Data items
* * * * * * *
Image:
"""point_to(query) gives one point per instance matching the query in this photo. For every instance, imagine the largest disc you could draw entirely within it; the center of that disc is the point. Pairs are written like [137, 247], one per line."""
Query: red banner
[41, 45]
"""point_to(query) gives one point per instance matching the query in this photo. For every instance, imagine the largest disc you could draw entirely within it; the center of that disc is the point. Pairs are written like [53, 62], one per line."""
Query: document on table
* * * * * * *
=== EXERCISE OBJECTIVE ===
Using the entries above, work out the number of lines that hold the word "photo" and write it with no other words.

=== ANSWER ===
2